## begin Dataset rows

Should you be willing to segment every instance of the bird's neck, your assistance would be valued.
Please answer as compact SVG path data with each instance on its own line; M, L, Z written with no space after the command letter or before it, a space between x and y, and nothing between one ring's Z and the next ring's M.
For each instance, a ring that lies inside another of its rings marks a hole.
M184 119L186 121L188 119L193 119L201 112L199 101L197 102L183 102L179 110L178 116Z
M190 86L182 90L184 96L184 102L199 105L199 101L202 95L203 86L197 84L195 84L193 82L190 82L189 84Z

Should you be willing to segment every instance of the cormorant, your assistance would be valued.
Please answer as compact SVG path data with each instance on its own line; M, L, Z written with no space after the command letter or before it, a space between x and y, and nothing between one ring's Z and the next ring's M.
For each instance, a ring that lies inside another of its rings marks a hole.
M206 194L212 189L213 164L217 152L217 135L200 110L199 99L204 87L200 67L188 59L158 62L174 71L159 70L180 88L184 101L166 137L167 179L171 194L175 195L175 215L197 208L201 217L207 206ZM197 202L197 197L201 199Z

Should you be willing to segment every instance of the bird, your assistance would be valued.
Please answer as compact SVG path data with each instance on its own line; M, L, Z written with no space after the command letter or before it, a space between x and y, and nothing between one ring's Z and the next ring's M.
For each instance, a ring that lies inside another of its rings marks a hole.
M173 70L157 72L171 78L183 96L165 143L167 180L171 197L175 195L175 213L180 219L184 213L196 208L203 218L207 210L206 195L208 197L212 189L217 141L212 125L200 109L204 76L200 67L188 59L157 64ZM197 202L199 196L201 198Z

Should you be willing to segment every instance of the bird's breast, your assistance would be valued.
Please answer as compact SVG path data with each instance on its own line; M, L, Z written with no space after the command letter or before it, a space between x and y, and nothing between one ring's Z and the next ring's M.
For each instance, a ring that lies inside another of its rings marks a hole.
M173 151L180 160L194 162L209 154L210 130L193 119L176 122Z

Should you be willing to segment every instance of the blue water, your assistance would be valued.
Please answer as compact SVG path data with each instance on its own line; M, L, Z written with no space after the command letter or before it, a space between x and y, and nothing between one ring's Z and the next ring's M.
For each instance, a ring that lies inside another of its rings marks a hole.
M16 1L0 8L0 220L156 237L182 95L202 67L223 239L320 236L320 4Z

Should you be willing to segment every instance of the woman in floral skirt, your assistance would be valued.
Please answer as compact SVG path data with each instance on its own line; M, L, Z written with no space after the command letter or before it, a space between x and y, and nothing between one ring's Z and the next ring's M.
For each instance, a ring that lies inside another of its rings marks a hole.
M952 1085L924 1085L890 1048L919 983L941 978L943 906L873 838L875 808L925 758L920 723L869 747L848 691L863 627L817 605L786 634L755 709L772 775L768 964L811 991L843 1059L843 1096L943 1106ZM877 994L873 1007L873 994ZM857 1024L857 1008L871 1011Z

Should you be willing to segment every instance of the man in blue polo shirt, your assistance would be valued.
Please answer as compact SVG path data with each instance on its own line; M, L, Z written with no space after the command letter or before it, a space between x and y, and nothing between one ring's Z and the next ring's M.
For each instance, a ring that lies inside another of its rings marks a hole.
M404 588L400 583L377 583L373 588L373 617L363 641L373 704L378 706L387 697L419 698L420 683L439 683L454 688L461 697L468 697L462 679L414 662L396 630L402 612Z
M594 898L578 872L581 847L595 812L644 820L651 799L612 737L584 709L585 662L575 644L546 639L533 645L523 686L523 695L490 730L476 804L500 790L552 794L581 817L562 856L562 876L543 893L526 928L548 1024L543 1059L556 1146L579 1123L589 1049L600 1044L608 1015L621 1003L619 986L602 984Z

## end Dataset rows

Quote every record above exactly.

Should you be willing to segment every instance of the bird's neck, your assistance would be valued.
Please answer as compact SVG path data with each instance on its own line; M, L, Z written with no space after the command letter or before it, a space between x and y, and nothing between one ring's Z and the next ring's M.
For each instance, a ring that lies inside another of its rings marks a hole.
M184 119L186 121L188 119L193 119L201 112L199 101L197 102L183 102L179 110L178 116Z
M190 86L182 90L184 96L184 102L199 105L199 101L202 95L203 86L197 84L195 84L193 82L190 82L189 84Z

Should you be willing to segment every instance of the cormorant, your assistance would be valued.
Please answer as compact SVG path data with each instance on its own line; M, L, Z written with no space after the command letter or before it, a space between x and y, and nothing between one ring's Z and the next ring's M.
For each instance, a ring that lies inside another of its rings marks a hole.
M206 194L212 189L213 164L217 152L217 135L200 110L199 99L204 87L200 67L188 59L158 62L174 71L159 70L180 88L184 101L166 137L167 179L171 194L175 195L175 215L197 208L201 217L207 206ZM197 202L197 197L201 199Z

Should you be willing to segment every instance of the bird, your assistance would be valued.
Please answer as compact SVG path data with each instance on its own line; M, L, Z written with no space after the command letter or before it, a space between x and y, and nothing between one ring's Z and the next ring's M.
For each instance, a ring that lies inside another of its rings marks a hole.
M173 70L157 72L171 78L183 96L165 143L167 180L171 197L175 195L175 213L180 219L184 213L196 208L203 218L207 210L206 195L208 197L212 189L217 141L212 125L200 109L204 76L200 67L188 59L157 64ZM197 202L199 196L201 198Z

Should you be willing to segment every instance of the bird's breast, your assistance would be valued.
Please answer as compact SVG path data with each instance on its own line; M, L, Z written with no space after the command letter or before it, a space between x and y, and nothing between one ring's Z and the next ring's M.
For each instance, a ring that lies inside another of its rings marks a hole.
M173 151L180 160L194 162L209 154L210 130L193 119L176 122Z

Should you be willing to segment every instance of the blue water, your assistance would be valued.
Please answer as compact SVG path data with each instance on its own line; M, L, Z written with no space after the command letter or before it, a space between x and y, and nothing between one ring's Z and the next ring's M.
For each instance, a ring that lies inside another of its rings marks a hole.
M16 1L0 8L0 220L156 237L182 95L202 67L223 239L320 236L320 4Z

Should you be willing to segment every instance of the woman in floral skirt, your assistance would be valued.
Please answer as compact SVG path data with each instance on its own line; M, L, Z written with no space after the command letter or before it, a space between x and y, and nothing between one ring's Z and the next ring's M.
For each instance, a ring that lies inside another of its rings marks a hole.
M952 1085L924 1085L890 1048L919 983L941 978L943 906L873 838L875 808L925 758L920 723L869 747L848 691L863 627L817 605L786 634L755 709L772 775L768 964L811 991L843 1059L843 1096L943 1106ZM877 994L873 1007L873 994ZM857 1024L857 1008L871 1011Z

Should you be willing to segment every instance of the man in blue polo shirt, your assistance would be valued.
Please answer as compact SVG path data with each instance on its own line; M, L, Z written with no space after the command letter or before it, a space between x and y, and nothing between one ring's Z and the next ring's M.
For each instance, a ring that lies inside another of its rings marks a hole.
M404 588L400 583L377 583L373 588L373 617L363 641L373 704L378 706L387 697L419 698L420 683L439 683L454 688L461 697L468 697L462 679L414 662L396 630L402 612Z
M594 898L578 872L581 847L595 812L644 820L651 799L612 737L584 709L585 662L575 644L546 639L533 645L523 686L523 695L490 730L476 804L500 790L552 794L581 817L562 856L562 876L543 893L526 928L548 1024L543 1059L556 1146L579 1123L589 1049L600 1044L608 1015L621 1003L619 986L602 984Z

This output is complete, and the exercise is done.